Natural-language object grounding data:
*** Begin section ***
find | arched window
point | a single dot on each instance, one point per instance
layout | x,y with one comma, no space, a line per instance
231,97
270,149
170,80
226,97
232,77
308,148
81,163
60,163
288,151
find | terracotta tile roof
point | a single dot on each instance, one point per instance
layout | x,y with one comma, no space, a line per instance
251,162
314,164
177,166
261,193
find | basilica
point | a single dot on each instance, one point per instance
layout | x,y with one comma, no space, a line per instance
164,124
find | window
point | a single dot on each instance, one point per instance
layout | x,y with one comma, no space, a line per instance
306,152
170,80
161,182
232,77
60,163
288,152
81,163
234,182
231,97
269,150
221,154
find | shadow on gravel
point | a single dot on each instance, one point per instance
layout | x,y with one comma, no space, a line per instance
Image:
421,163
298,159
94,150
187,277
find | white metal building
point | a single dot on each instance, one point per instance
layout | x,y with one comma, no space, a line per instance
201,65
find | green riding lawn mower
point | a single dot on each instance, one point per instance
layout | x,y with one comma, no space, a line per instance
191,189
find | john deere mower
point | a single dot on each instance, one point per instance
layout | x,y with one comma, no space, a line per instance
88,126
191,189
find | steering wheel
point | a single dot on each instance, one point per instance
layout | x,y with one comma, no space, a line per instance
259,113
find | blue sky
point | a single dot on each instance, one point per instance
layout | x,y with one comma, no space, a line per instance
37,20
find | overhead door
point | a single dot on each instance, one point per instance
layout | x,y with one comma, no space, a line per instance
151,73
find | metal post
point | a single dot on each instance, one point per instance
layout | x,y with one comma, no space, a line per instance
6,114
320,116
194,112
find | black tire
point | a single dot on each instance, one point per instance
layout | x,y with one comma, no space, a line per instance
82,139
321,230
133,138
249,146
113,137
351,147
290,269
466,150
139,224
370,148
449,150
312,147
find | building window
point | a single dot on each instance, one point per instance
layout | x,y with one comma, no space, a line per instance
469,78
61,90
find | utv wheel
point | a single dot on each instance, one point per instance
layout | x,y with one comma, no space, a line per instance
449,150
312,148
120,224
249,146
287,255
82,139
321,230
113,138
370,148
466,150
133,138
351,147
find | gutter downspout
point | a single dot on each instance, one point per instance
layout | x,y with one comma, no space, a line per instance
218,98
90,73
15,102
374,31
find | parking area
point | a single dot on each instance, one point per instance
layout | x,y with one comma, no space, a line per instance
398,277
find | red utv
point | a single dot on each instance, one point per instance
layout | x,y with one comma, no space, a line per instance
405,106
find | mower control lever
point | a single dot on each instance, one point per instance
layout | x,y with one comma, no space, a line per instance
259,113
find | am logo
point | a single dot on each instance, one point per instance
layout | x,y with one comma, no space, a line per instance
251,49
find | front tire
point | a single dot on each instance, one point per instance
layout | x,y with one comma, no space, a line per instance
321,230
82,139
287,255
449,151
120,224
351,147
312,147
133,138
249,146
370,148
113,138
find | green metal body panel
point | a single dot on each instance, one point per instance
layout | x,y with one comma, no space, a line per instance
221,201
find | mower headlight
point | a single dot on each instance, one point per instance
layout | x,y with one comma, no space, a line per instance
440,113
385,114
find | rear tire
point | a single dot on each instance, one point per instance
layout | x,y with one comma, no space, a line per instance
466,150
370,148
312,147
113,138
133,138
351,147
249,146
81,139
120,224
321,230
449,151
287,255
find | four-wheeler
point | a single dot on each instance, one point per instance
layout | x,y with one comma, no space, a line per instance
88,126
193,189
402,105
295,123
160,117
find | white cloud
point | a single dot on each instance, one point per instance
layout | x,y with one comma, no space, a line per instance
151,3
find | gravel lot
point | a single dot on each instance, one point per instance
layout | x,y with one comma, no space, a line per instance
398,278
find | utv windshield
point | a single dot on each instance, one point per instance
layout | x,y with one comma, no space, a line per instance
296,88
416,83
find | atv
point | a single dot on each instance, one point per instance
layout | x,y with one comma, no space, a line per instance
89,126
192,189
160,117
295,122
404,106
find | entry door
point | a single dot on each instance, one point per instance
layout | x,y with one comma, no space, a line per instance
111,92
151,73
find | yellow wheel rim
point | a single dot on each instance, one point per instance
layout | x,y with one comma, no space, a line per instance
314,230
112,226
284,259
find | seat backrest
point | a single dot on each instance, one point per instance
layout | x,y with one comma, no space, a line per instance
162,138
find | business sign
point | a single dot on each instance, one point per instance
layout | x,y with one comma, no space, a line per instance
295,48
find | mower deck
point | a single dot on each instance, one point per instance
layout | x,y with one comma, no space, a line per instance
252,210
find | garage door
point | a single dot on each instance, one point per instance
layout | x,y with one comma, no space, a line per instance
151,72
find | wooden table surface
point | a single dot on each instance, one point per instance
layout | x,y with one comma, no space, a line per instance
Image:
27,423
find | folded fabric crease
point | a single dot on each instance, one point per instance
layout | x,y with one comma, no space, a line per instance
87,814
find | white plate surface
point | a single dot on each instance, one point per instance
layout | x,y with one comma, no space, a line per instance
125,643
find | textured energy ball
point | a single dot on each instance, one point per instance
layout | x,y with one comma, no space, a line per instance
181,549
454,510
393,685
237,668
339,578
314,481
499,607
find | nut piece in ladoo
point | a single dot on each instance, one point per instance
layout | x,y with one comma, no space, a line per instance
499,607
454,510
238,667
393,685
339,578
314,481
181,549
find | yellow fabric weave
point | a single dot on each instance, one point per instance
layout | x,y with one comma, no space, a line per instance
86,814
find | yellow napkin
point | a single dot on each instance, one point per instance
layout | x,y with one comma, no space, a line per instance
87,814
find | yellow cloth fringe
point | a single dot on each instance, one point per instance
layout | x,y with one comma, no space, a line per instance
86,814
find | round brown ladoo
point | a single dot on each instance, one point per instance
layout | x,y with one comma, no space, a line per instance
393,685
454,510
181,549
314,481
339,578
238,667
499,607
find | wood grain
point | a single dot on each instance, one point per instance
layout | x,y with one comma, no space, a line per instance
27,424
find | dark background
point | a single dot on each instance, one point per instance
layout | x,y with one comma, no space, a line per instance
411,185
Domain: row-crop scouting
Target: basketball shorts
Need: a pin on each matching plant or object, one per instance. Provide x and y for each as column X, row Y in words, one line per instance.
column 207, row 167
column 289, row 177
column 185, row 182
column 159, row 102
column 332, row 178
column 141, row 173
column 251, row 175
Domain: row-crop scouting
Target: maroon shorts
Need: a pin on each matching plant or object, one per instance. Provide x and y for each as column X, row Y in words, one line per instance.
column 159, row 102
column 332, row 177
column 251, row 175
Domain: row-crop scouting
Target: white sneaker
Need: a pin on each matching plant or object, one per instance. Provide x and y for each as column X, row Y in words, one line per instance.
*** End section ***
The problem: Reproduce exactly the section above that begins at the line containing "find | entry door" and ends at the line containing "find | mower deck", leaving out all other lines.

Solution to this exercise:
find | entry door
point | a single dot on each instance, one point per instance
layout | x,y with one comma, no space, a line per instance
111,92
151,73
find | yellow wheel rim
point | a single dot on each instance, one point per instance
layout | x,y with one comma, no space, a line per instance
314,230
112,226
284,259
find | seat backrest
point | a single dot on each instance, one point per instance
layout | x,y with one comma, no space, a line per instance
162,138
find | business sign
point | a single dot on each instance, one point per instance
layout | x,y with one comma, no space, a line per instance
295,48
find | mower deck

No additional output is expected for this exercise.